#### DATA SUPPLIED ####

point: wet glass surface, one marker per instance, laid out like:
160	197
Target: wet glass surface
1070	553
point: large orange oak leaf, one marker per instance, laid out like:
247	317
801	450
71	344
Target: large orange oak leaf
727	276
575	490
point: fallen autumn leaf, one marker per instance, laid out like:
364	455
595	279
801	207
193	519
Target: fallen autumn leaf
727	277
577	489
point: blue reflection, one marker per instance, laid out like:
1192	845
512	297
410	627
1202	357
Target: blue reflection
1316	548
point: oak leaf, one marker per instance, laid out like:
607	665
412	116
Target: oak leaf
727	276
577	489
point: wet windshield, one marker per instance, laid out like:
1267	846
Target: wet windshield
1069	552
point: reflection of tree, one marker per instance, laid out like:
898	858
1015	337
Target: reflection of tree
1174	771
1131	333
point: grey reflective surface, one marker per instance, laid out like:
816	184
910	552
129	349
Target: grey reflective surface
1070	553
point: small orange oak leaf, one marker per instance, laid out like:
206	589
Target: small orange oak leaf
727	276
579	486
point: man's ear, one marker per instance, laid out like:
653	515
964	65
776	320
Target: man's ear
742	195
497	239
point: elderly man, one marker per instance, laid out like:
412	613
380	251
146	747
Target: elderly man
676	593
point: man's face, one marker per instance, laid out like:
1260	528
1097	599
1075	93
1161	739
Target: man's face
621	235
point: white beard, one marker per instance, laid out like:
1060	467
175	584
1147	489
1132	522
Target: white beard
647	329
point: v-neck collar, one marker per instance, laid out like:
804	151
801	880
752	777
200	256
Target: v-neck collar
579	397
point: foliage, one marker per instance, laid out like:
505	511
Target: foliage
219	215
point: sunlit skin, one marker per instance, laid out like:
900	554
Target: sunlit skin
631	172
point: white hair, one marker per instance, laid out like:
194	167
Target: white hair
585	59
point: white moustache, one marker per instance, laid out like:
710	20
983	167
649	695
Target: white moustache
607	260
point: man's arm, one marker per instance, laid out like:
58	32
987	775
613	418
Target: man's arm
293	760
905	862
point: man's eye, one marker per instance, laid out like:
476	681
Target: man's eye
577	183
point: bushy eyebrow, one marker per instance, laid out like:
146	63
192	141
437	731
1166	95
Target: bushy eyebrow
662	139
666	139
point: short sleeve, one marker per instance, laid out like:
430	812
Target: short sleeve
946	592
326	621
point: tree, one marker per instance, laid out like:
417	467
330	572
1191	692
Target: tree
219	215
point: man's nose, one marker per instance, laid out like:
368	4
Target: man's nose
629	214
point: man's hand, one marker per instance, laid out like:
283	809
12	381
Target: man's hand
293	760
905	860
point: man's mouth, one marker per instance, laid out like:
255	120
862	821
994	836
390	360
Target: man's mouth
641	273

####

* SHORT PROBLEM
Convert all of the records above into a JSON list of strings, with one string per line and blank lines omitted.

* RIGHT ANSWER
[
  "point: wet glass surface, one marker per instance, laid out like:",
  "160\t197",
  "Target: wet glass surface",
  "1070\t553",
  "point: large orange oak leaf, one marker per instance, laid out like:",
  "247\t317",
  "801\t450",
  "71\t344",
  "Target: large orange oak leaf",
  "727\t276",
  "575\t490",
  "point: fallen autumn leaf, one marker per instance, laid out like:",
  "364\t455",
  "595\t279",
  "801\t207",
  "193\t519",
  "Target: fallen autumn leaf",
  "727\t277",
  "577\t489",
  "point: blue reflection, one marker per instance, laid out like:",
  "1192\t845",
  "512\t297",
  "410\t627",
  "1202\t357",
  "Target: blue reflection",
  "1316\t548",
  "point: oak leaf, one marker per instance, laid out like:",
  "607\t665",
  "412\t116",
  "Target: oak leaf",
  "727\t276",
  "577\t489",
  "point: wet windshield, one marker per instance, laid out like:",
  "1267\t846",
  "Target: wet windshield",
  "1069\t552",
  "point: reflection of tree, one marker per instance, laid out like:",
  "898\t858",
  "1015\t337",
  "Target: reflection of tree",
  "1174\t771",
  "1131\t333",
  "point: grey reflective surface, one marker per instance, laid out like:",
  "816\t184",
  "910\t552",
  "129\t349",
  "Target: grey reflective surface",
  "1070\t553",
  "point: small orange oak leaf, one marker per instance, laid out like:",
  "206\t589",
  "Target: small orange oak leaf",
  "727\t276",
  "579\t486",
  "point: man's ear, one marker per instance, laid out like:",
  "653\t515",
  "964\t65",
  "776\t320",
  "Target: man's ear",
  "742\t195",
  "497\t239",
  "point: elderly man, one marker per instance, laid out like:",
  "412\t613",
  "380\t251",
  "146\t747",
  "Target: elderly man",
  "676\t593",
  "point: man's face, one marker per instance, laid out like:",
  "1260\t528",
  "1097\t599",
  "1075\t93",
  "1161\t739",
  "Target: man's face",
  "621\t235",
  "point: white beard, one marker per instance, laid out like:",
  "1060\t467",
  "175\t584",
  "1147\t489",
  "1132\t522",
  "Target: white beard",
  "647\t329",
  "point: v-neck collar, one marker per instance, laid out like:",
  "804\t151",
  "801\t880",
  "752\t777",
  "200\t256",
  "Target: v-neck collar",
  "579\t397",
  "point: foliage, one marker per instance, laid out like:",
  "505\t511",
  "Target: foliage",
  "219\t215",
  "point: sunlit skin, one marker per instance, laid out like:",
  "900\t554",
  "Target: sunlit skin",
  "631\t172",
  "point: white hair, one marker per instance, laid out like:",
  "194\t167",
  "Target: white hair",
  "585\t59",
  "point: white moustache, one marker per instance, laid out like:",
  "710\t20",
  "983\t167",
  "649\t695",
  "Target: white moustache",
  "607\t260",
  "point: man's arm, one marker per instance, laid out like:",
  "58\t32",
  "987\t775",
  "613\t418",
  "Target: man's arm",
  "293\t760",
  "905\t862",
  "point: man's eye, one marker per instance, laid out like:",
  "476\t681",
  "Target: man's eye",
  "577\t183",
  "point: bushy eyebrow, one marker per instance, laid out like:",
  "146\t63",
  "192\t141",
  "437\t731",
  "1166\t95",
  "Target: bushy eyebrow",
  "662\t139",
  "666\t139",
  "point: short sleeve, one marker per instance, laid out like:",
  "430\t812",
  "Target: short sleeve",
  "946\t592",
  "326\t621",
  "point: tree, one marker per instance, laid out like:",
  "417\t467",
  "330\t572",
  "1191\t692",
  "Target: tree",
  "219\t215",
  "point: man's nose, one marker per instance, laid out like:",
  "368\t4",
  "Target: man's nose",
  "629\t214",
  "point: man's hand, one marker per instance, laid out like:",
  "283\t809",
  "12\t381",
  "Target: man's hand",
  "293\t760",
  "905\t860",
  "point: man's mouth, one marker per instance, laid out like:",
  "255\t120",
  "862\t821",
  "994\t836",
  "390\t360",
  "Target: man's mouth",
  "641\t273"
]